Start of DATA FOR REVIEW

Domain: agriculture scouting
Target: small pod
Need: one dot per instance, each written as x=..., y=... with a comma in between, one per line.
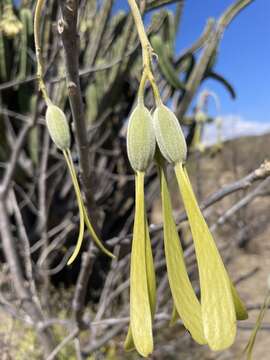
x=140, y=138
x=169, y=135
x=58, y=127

End of DATA FOR REVIEW

_TASK ITEM_
Each entry should be output word for word, with no pictures carried over.

_EXERCISE RESPONSE_
Domain: agriculture scouting
Target: small pod
Need: one dot per instance, each written as x=..., y=... with a comma in between, one per line.
x=140, y=138
x=169, y=135
x=58, y=127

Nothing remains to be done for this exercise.